PASSAGE TO READ -
- - - - - - -

Tapley's complaint alleges he timely filed a charge of discrimination with the TWC and EEOC and received a "Notice of Right to Sue from the [TWC] with 60 days of the filing of this Complaint." However, the date stamp on the charge shows it was received on January 29, 2019, which was the same day Tapley's complaint was filed in this Court. Because Tapley filed this suit without first allowing TWC 180 days to dismiss or resolve the complaint, Simplifile moves to dismiss Tapley's Chapter 21 claims for lack of subject matter jurisdiction under Federal Rule of Civil Procedure 12(b)(1) or, alternatively, for failure to state a claim under Rule 12(b)(6). In his response, Tapley acknowledges the premature filing and erroneous representation in his complaint, but argues a "partial dismissal without prejudice and later refiling, would serve only to burden Court administration of this case."

Simplifile attached the charge to its motion to dismiss (Doc. No. 11). It was not attached to Tapley's complaint, but the Court may review documents attached to a dismissal motion if the documents "are central to the claim and referenced by the complaint." Collins, 224 F.3d at 498-99.

Filing a motion to dismiss under Rule 12(b)(1) is procedurally proper to challenge a federal district court's subject matter jurisdiction. See FED. R. CIV. P. 12(b)(1). However, because the Chapter 21 exhaustion requirements are conditions precedent to suit as opposed to a jurisdictional prerequisite, the Court cannot dismiss Tapley's Chapter 21 claims for lack of subject matter jurisdiction. See, e.g., Thomas v. Napolitano, No. 3:10-CV-0265-B, 2010 WL 11561730, at *2 (N.D. Tex. Nov. 8, 2010). However, Simplifile alternatively moves for dismissal of the claims under Rule 12(b)(6). And, Tapley admits he filed this suit prematurely, failing to exhaust his administrative remedies. He neither gives a reason for, nor offers any waiver or estoppel argument to excuse, his failure to do so. Because Tapley failed to exhaust his administrative remedies as required to prosecute his Chapter 21 claims, the Court GRANTS Simplifile's Rule 12(b)(6) motion to dismiss Tapley's Chapter 21 claims without prejudice. See Stroy, 896 F.3d at 698. 2. Retaliation

The framework for analyzing a retaliation claim under Title VII also applies to claims of retaliation under both Section 1981 and Chapter 21. Hernandez v. Yellow Transp., Inc., 670 F.3d 644, 650 (5th Cir. 2012). The elements of a retaliation claim are: (1) the plaintiff engaged in a protected activity; (2) the plaintiff suffered an adverse employment action; and (3) a causal link exists between the protected activity and the adverse employment action. Stewart v. Miss. Transp. Comm'n, 586 F.3d 321, 331 (5th Cir. 2009). In order to state a claim for retaliation, the plaintiff must allege the employer took an adverse employment action against the plaintiff in retaliation for engaging in protected conduct. Stone v. Louisiana Dep't of Revenue, 590 F. App'x 332, 341 (5th Cir. 2014). "[A] plaintiff need not make out a prima facie case of retaliation in order to survive a Rule 12(b)(6) motion to dismiss," Raj v. Louisiana State Univ., 714 F.3d 322, 331 (5th Cir. 2013), but must plead facts that "allow[] the court to draw the reasonable inference that the defendant is liable for the misconduct alleged." Iqbal, 556 U.S. at 678.

- - - - - - -

DATA RECORDS -
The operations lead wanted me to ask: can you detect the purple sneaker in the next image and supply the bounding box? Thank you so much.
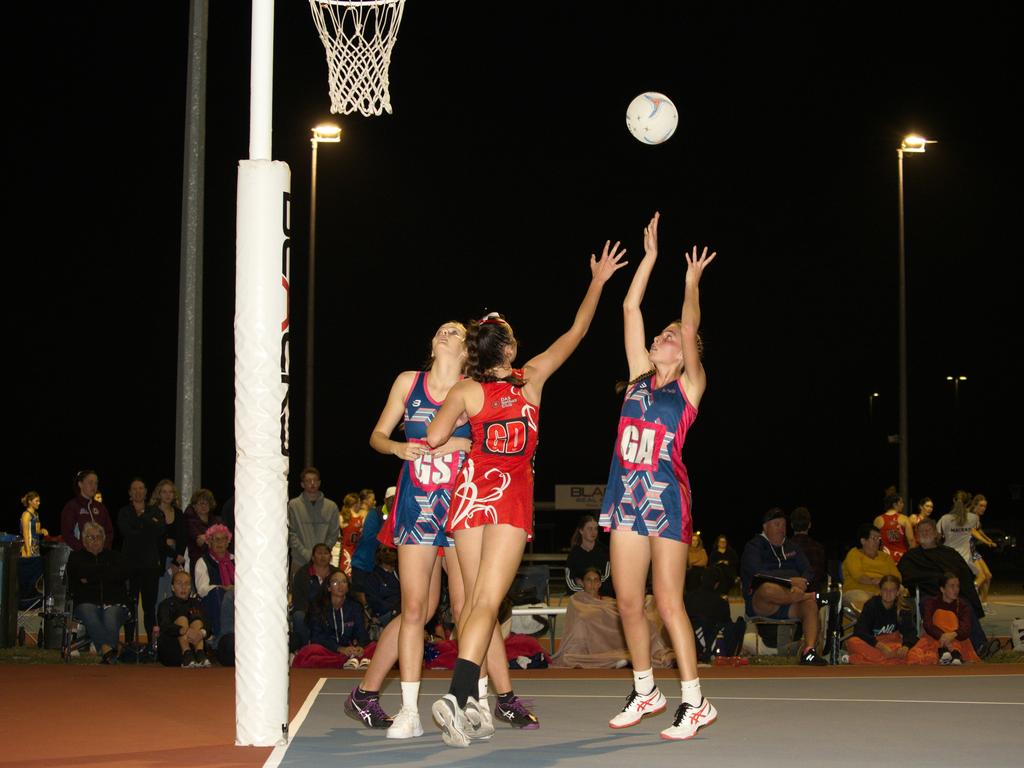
[495,696,541,731]
[345,686,391,728]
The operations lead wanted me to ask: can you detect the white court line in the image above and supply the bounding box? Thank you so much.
[317,691,1024,708]
[263,677,325,768]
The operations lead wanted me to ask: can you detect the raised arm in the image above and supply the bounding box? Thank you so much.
[623,211,662,381]
[523,241,629,403]
[370,371,430,461]
[682,246,717,408]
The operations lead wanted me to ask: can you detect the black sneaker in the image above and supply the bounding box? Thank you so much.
[800,648,828,667]
[345,686,392,728]
[495,696,541,731]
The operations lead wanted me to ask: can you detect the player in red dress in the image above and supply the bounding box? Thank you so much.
[601,213,718,739]
[427,243,626,746]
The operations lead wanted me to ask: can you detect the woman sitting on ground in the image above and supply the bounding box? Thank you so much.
[846,574,918,665]
[157,570,210,667]
[292,543,338,649]
[565,515,611,594]
[551,568,674,670]
[906,571,980,665]
[68,522,128,664]
[292,570,370,669]
[196,523,234,638]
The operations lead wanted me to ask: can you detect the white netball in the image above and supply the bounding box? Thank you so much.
[626,91,679,144]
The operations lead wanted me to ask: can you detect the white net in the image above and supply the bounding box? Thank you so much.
[309,0,406,117]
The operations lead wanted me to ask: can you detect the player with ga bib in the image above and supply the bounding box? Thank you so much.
[427,243,625,746]
[345,323,539,738]
[599,213,718,739]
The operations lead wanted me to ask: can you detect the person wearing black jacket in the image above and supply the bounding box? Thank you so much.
[846,574,918,664]
[157,570,210,667]
[68,522,127,664]
[897,517,989,657]
[364,547,401,628]
[118,477,165,651]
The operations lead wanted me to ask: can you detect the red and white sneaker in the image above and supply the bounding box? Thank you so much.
[662,698,718,739]
[608,685,666,728]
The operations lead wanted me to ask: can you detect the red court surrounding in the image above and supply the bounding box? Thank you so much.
[0,664,1022,768]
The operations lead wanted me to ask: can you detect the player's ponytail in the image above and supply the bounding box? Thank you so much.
[466,312,526,387]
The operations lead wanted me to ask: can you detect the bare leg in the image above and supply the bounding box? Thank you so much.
[359,545,441,691]
[651,538,697,680]
[611,530,651,670]
[456,524,526,666]
[447,528,518,693]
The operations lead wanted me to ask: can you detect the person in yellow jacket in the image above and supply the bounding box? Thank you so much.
[843,523,899,610]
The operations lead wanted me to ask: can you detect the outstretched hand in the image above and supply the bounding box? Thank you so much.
[643,211,662,257]
[590,240,630,283]
[683,246,718,286]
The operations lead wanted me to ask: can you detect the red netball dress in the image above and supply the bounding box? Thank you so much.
[447,371,539,536]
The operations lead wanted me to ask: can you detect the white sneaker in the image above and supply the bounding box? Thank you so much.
[387,707,423,738]
[465,696,495,741]
[608,685,666,728]
[662,698,718,739]
[430,693,469,746]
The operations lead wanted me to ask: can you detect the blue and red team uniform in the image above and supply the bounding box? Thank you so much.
[378,371,470,547]
[598,374,697,544]
[449,371,540,537]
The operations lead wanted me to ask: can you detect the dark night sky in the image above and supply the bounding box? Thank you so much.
[3,0,1024,561]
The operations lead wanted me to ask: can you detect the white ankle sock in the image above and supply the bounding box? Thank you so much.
[633,667,655,695]
[401,680,420,710]
[680,677,703,707]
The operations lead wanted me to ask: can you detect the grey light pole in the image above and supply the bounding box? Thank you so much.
[896,135,935,503]
[946,376,967,411]
[303,124,341,467]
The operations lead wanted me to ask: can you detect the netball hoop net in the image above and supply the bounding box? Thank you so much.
[309,0,406,117]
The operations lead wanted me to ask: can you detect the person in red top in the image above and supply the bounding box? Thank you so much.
[60,469,114,550]
[874,495,918,564]
[427,243,626,746]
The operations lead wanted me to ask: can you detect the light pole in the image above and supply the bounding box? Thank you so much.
[946,376,967,415]
[896,135,935,507]
[303,124,341,467]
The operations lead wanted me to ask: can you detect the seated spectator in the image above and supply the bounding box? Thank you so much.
[683,565,746,663]
[708,534,739,595]
[288,467,340,577]
[60,469,114,550]
[843,523,899,610]
[292,570,370,669]
[906,573,980,665]
[565,515,611,596]
[790,507,828,592]
[899,517,997,657]
[196,523,234,638]
[683,530,708,591]
[68,522,128,664]
[551,567,674,670]
[157,570,210,667]
[331,494,367,574]
[366,547,401,629]
[183,488,221,580]
[874,494,918,564]
[846,573,918,665]
[740,507,828,667]
[292,544,338,648]
[22,490,49,559]
[150,477,188,605]
[352,485,387,604]
[118,477,165,642]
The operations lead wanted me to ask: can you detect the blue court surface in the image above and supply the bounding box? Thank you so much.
[266,670,1024,768]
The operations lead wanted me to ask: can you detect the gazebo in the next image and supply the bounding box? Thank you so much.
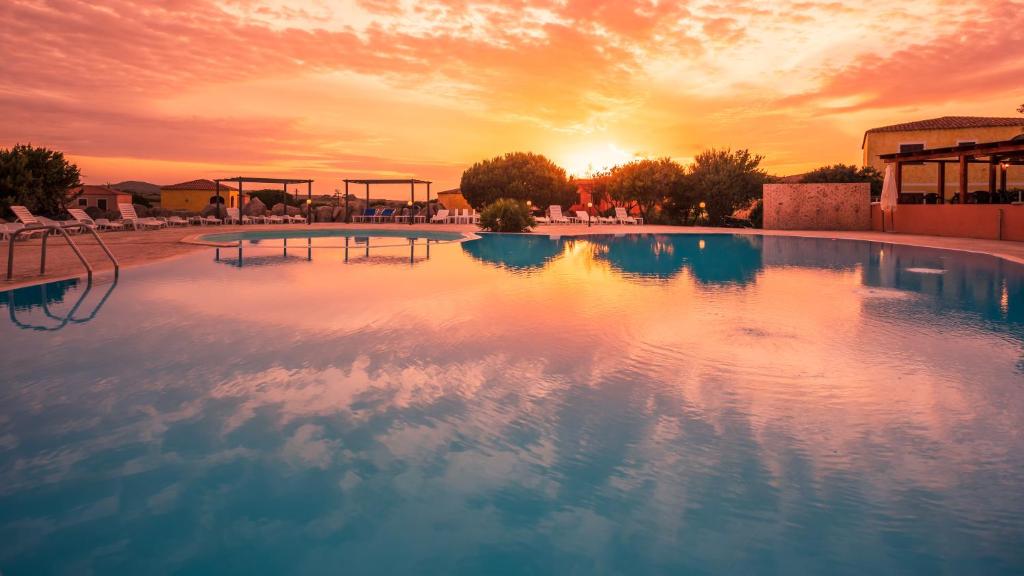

- - - - - - -

GOAL A -
Retype the section of the court ruling between "Simplifile attached the" and "F.3d at 498-99.", inclusive, copying it word for word.
GOAL B -
Pick up the court's ruling on Tapley's claims where it ends and keep writing it.

RIGHT ANSWER A -
Simplifile attached the charge to its motion to dismiss (Doc. No. 11). It was not attached to Tapley's complaint, but the Court may review documents attached to a dismissal motion if the documents "are central to the claim and referenced by the complaint." Collins, 224 F.3d at 498-99.

RIGHT ANSWER B -
A plaintiff has engaged in a "protected activity" if the plaintiff "has opposed any practice made an unlawful employment practice" under Title VII or "because he has made a charge, testified, assisted, or participated in any manner in an investigation, proceeding, or hearing" under Title VII. 42 U.S.C. § 2000e-3. The protected activity need not be the "sole factor motivating the employer's challenged decision in order to establish the 'causal link' element." Gee v. Principi, 289 F.3d 342, 345 (5th Cir. 2002) (quoting Long v. Eastfield College, 88 F.3d 300, 305 n. 4 (5th Cir. 1996)). However, a plaintiff must allege facts showing the employer was aware of the protected activity; otherwise, there can be no causal connection between the protected activity and any adverse employment action taken by the employer. Watts v. Kroger Co., 170 F.3d 505, 512 (5th Cir. 1999) (op. on reh'g).

It is an unlawful employment practice for an employer

(1) to fail or refuse to hire or to discharge any individual, or otherwise to discriminate against any individual with respect to his compensation, terms, conditions, or privileges of employment, because of such individual's race, color, religion, sex or national origin; or

(2) to limit, segregate, or classify his employees or applicants for employment in any way which would deprive or tend to deprive any individual of employment opportunities or otherwise adversely affect his status as an employee, because of such individual's race, color, religion, sex or national origin.
42 U.S.C. § 2000e-2(a).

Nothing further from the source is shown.